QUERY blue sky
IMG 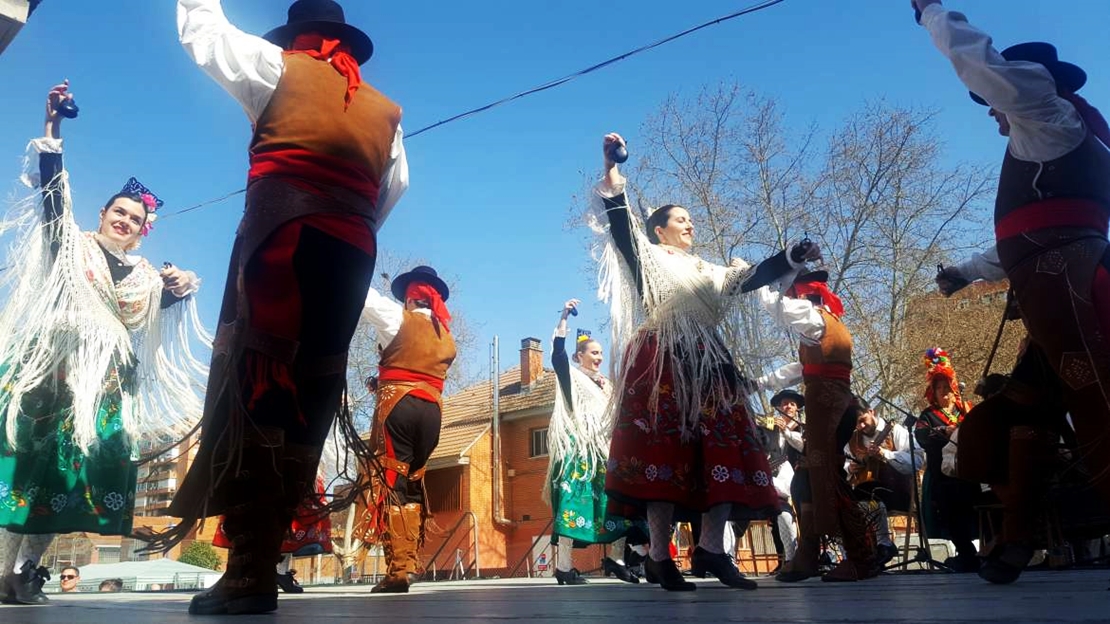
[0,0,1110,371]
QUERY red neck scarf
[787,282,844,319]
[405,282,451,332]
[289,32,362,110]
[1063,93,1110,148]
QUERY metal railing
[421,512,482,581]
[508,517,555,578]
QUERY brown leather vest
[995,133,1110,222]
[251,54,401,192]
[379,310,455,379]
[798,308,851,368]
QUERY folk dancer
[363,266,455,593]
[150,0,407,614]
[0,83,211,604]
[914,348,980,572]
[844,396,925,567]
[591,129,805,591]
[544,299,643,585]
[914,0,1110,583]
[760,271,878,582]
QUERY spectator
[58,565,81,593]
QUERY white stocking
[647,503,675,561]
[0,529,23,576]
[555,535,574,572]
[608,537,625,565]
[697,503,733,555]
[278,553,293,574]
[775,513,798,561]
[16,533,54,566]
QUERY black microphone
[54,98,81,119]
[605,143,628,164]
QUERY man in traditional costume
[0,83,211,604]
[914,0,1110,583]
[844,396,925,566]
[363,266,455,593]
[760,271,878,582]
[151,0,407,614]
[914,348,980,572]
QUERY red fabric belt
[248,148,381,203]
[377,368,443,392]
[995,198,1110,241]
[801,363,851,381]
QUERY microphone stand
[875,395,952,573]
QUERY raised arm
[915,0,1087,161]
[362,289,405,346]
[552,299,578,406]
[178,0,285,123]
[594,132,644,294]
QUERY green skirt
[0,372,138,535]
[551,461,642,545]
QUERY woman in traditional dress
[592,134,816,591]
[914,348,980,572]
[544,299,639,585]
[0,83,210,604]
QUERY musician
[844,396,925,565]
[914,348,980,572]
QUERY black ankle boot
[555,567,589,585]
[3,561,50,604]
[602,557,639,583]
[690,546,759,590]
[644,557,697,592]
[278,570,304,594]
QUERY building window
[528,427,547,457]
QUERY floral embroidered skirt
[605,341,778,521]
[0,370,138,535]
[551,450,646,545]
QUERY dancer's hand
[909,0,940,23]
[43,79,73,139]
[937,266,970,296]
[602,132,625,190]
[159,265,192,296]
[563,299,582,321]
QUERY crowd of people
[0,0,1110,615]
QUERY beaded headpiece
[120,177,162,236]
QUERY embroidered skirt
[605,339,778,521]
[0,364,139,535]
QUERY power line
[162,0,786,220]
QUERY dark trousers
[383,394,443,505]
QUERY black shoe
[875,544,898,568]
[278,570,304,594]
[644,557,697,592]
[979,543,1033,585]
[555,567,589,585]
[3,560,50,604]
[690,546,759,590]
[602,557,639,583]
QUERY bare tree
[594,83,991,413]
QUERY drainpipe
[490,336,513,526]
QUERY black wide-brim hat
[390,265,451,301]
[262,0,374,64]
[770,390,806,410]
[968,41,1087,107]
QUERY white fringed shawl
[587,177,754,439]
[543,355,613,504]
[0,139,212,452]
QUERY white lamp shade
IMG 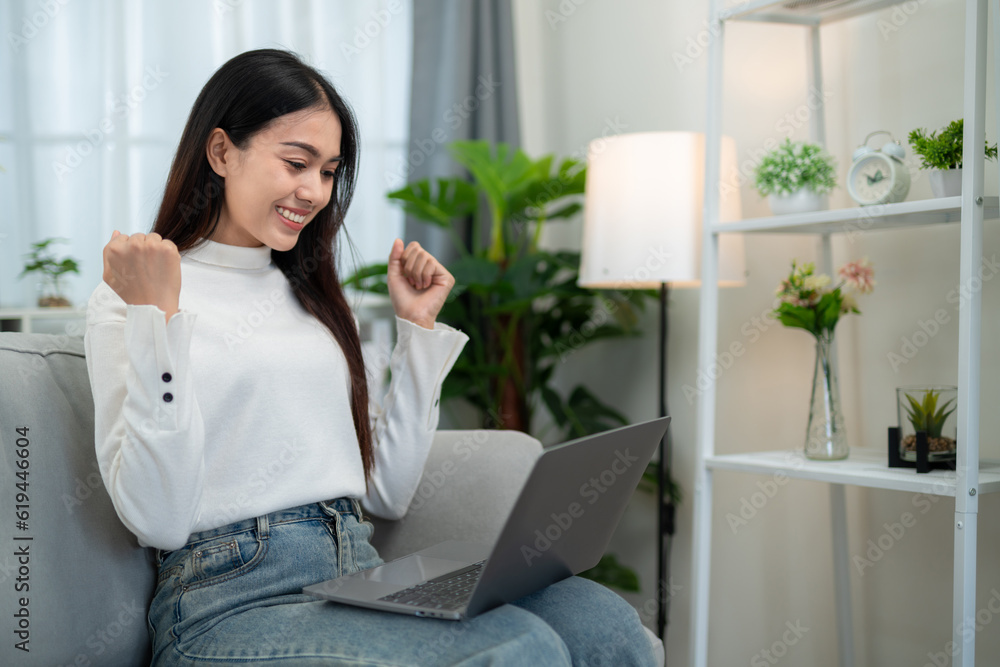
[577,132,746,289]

.....

• Short problem: Rewrite all of the rows above, replacing every occurrence of "skirt" with "petticoat" and leaving everything else unchanged. Omit the pictures from your answer.

• Output for this exercise:
QUERY blue sky
IMG 
[0,0,1110,371]
QUERY red neck scarf
[787,282,844,319]
[405,282,451,332]
[289,32,362,110]
[1063,93,1110,148]
QUERY metal railing
[421,512,482,581]
[508,517,555,578]
QUERY brown leather vest
[995,133,1110,222]
[251,54,401,192]
[379,310,455,379]
[798,308,851,368]
QUERY folk dancer
[363,266,455,593]
[150,0,407,614]
[0,83,211,604]
[914,348,980,572]
[844,396,925,567]
[591,129,805,591]
[544,299,643,585]
[914,0,1110,583]
[760,271,878,582]
QUERY spectator
[58,565,81,593]
QUERY white stocking
[647,503,675,561]
[0,529,23,576]
[555,535,574,572]
[608,537,625,565]
[697,503,733,555]
[278,553,293,574]
[775,513,798,561]
[16,533,54,566]
QUERY black microphone
[54,98,81,119]
[605,143,628,164]
QUERY man in traditional costume
[0,83,211,604]
[914,0,1110,583]
[844,396,925,566]
[363,266,455,593]
[760,271,878,582]
[151,0,407,614]
[914,348,980,572]
QUERY red fabric belt
[248,148,381,203]
[377,368,443,392]
[995,198,1110,241]
[801,363,851,381]
QUERY microphone stand
[875,395,952,573]
QUERY raised arm
[915,0,1087,161]
[362,289,405,346]
[552,299,578,406]
[178,0,285,123]
[594,132,644,294]
QUERY green petticoat
[0,372,138,535]
[551,461,642,545]
QUERY woman in traditional dress
[592,134,816,591]
[914,348,980,572]
[544,299,639,585]
[0,83,210,604]
QUERY musician
[844,396,925,565]
[914,348,980,572]
QUERY black ankle boot
[555,567,589,585]
[3,561,50,604]
[602,557,639,583]
[690,546,759,590]
[644,557,697,592]
[278,570,304,594]
QUERY building window
[528,427,547,457]
QUERY floral embroidered petticoat
[605,341,778,521]
[0,370,138,535]
[551,450,646,545]
QUERY dancer's hand
[909,0,940,23]
[43,79,73,139]
[937,266,970,296]
[602,132,625,190]
[159,265,192,296]
[563,299,582,321]
QUERY crowd of people
[0,0,1110,615]
QUERY beaded headpiece
[120,177,162,236]
QUERY embroidered petticoat
[605,339,778,521]
[0,364,139,535]
QUERY power line
[162,0,786,220]
QUERY dark trousers
[383,394,443,505]
QUERY black shoe
[875,544,898,568]
[278,570,304,594]
[644,557,697,592]
[979,543,1033,585]
[555,567,589,585]
[3,560,50,604]
[690,546,759,590]
[602,557,639,583]
QUERY bare tree
[594,83,991,413]
QUERY drainpipe
[490,336,513,526]
QUERY black wide-brim hat
[390,265,451,301]
[262,0,374,64]
[770,390,806,410]
[968,41,1087,107]
QUERY white fringed shawl
[587,177,754,439]
[543,355,613,504]
[0,139,212,452]
QUERY white lamp shade
IMG 
[577,132,746,289]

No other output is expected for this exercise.